• _WHAT THE EXERCISE ASKS_: An exact copy of all the data is needed, with every picture left out.

Start of DATA UNDER STUDY

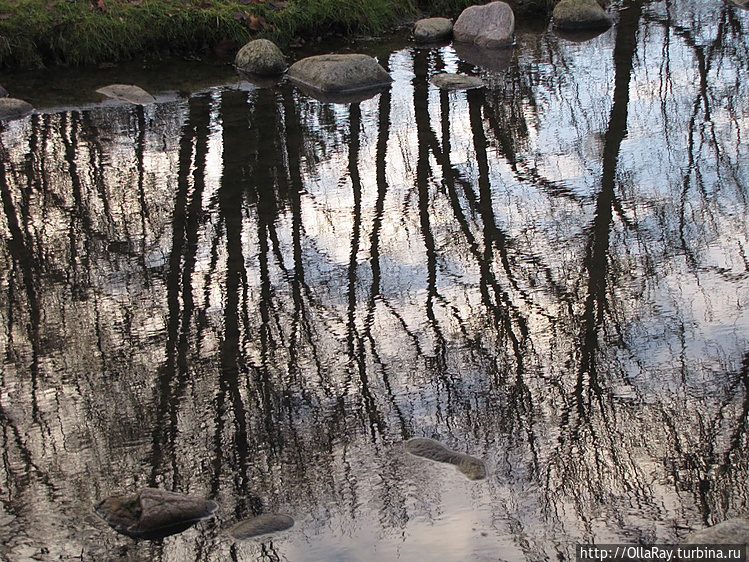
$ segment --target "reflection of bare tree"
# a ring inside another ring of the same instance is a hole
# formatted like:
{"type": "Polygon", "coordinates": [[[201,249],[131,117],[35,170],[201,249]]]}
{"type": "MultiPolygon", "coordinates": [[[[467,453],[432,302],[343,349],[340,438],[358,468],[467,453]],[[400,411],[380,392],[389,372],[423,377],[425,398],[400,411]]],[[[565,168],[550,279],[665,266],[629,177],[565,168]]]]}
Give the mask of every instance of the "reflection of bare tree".
{"type": "MultiPolygon", "coordinates": [[[[400,553],[475,518],[486,536],[466,544],[545,559],[569,556],[561,536],[672,540],[740,511],[743,305],[710,303],[731,332],[690,297],[743,299],[745,268],[714,262],[746,230],[711,191],[722,182],[743,209],[742,133],[725,125],[743,118],[740,85],[714,85],[743,47],[721,51],[661,7],[625,2],[599,77],[611,95],[594,100],[585,47],[544,35],[527,47],[541,62],[519,52],[484,92],[438,92],[430,73],[476,70],[449,47],[409,47],[383,61],[408,78],[350,106],[288,84],[217,89],[4,132],[0,495],[16,494],[1,498],[14,529],[38,525],[17,495],[42,498],[64,520],[58,544],[93,557],[74,530],[91,526],[56,499],[151,484],[211,496],[220,525],[288,511],[298,534],[232,545],[206,526],[123,556],[283,559],[299,537],[361,534],[400,553]],[[659,69],[683,64],[676,43],[700,77],[688,99],[665,76],[642,86],[654,53],[659,69]],[[648,119],[673,167],[633,149],[648,119]],[[605,130],[600,156],[574,153],[577,138],[546,154],[557,125],[605,130]],[[403,453],[416,434],[481,456],[489,478],[463,493],[403,453]]],[[[125,545],[91,528],[101,550],[125,545]]]]}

End of DATA UNDER STUDY

• _TASK SOLUTION_:
$ segment --target "reflection of bare tree"
# a ring inside another ring of the same instance is a hole
# formatted like:
{"type": "Polygon", "coordinates": [[[201,249],[131,117],[35,170],[201,249]]]}
{"type": "MultiPolygon", "coordinates": [[[[467,453],[432,302],[343,349],[340,438],[358,468],[467,453]],[[400,411],[380,392],[389,372],[423,377],[425,398],[400,411]]],[[[565,168],[550,279],[665,266],[629,177],[565,168]]]]}
Give the mask of every instance of the "reflection of bare tree".
{"type": "MultiPolygon", "coordinates": [[[[400,553],[475,518],[486,536],[466,544],[545,559],[569,556],[561,536],[672,540],[740,511],[743,305],[710,303],[731,332],[690,297],[743,299],[745,268],[714,262],[746,230],[711,191],[722,182],[743,209],[742,133],[725,125],[743,118],[740,85],[714,85],[743,47],[721,51],[661,7],[625,2],[599,77],[611,95],[594,100],[585,47],[544,35],[527,47],[541,62],[519,52],[484,92],[438,92],[430,73],[476,70],[449,47],[409,47],[383,61],[408,78],[350,106],[288,84],[217,89],[4,132],[0,495],[16,494],[1,498],[14,529],[38,525],[17,495],[42,498],[64,520],[58,544],[93,557],[74,530],[91,526],[56,499],[151,484],[211,496],[220,525],[288,511],[298,534],[232,545],[206,526],[123,556],[283,559],[299,537],[361,534],[400,553]],[[659,69],[683,64],[676,43],[700,77],[688,99],[665,76],[642,86],[654,53],[659,69]],[[648,119],[673,167],[633,149],[648,119]],[[605,130],[600,156],[574,153],[577,138],[546,154],[557,125],[605,130]],[[403,453],[416,434],[481,456],[489,478],[463,493],[403,453]]],[[[125,545],[91,528],[101,550],[125,545]]]]}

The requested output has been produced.